Selected text –
=-=-=
Keani Reiner (1952–1994) was a Hawaiian surfer and sailor. Keani Reiner and her crewmate Penny Rawlins were the first women to sail on a long-open ocean voyage aboard Hōkūleʻa on the return trip from Tahiti to Hawai'i in 1976. She was also a part of the first all girl crew to complete the Na Holo Kai Sailing Canoe Race from Oahu to Kauai in 1990.

Early life 
She was born in Honolulu, Hawaii on March 20, 1952, of Blackfoot indian and German ancestry. Reiner completed her graduation from Punahou School. She was a member of the Outrigger Canoe Club. Keani sailed her own catamaran at the age of 7, which was built by her father.
=-=-=
Supplied material –
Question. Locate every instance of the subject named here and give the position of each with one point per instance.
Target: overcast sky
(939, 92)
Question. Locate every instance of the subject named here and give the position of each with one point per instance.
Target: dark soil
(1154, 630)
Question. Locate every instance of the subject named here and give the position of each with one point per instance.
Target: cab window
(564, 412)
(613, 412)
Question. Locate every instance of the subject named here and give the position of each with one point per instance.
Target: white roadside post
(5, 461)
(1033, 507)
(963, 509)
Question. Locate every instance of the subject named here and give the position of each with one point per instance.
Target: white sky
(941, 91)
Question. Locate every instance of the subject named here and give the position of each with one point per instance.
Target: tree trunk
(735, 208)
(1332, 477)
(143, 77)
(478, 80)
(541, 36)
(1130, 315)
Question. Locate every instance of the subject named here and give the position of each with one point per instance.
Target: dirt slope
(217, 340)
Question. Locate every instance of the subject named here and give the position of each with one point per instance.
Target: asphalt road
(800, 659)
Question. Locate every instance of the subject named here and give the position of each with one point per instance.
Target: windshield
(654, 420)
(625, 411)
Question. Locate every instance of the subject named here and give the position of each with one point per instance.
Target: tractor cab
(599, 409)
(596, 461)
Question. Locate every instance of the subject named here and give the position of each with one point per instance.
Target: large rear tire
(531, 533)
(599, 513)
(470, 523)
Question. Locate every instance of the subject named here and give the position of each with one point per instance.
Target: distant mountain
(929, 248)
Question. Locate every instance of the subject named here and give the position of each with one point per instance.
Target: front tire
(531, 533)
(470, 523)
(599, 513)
=-=-=
Exercise requirements –
Copy the passage about Keani Reiner word for word, from "Keani Reiner (1952–1994)" up to and including "Kauai in 1990.".

The result –
Keani Reiner (1952–1994) was a Hawaiian surfer and sailor. Keani Reiner and her crewmate Penny Rawlins were the first women to sail on a long-open ocean voyage aboard Hōkūleʻa on the return trip from Tahiti to Hawai'i in 1976. She was also a part of the first all girl crew to complete the Na Holo Kai Sailing Canoe Race from Oahu to Kauai in 1990.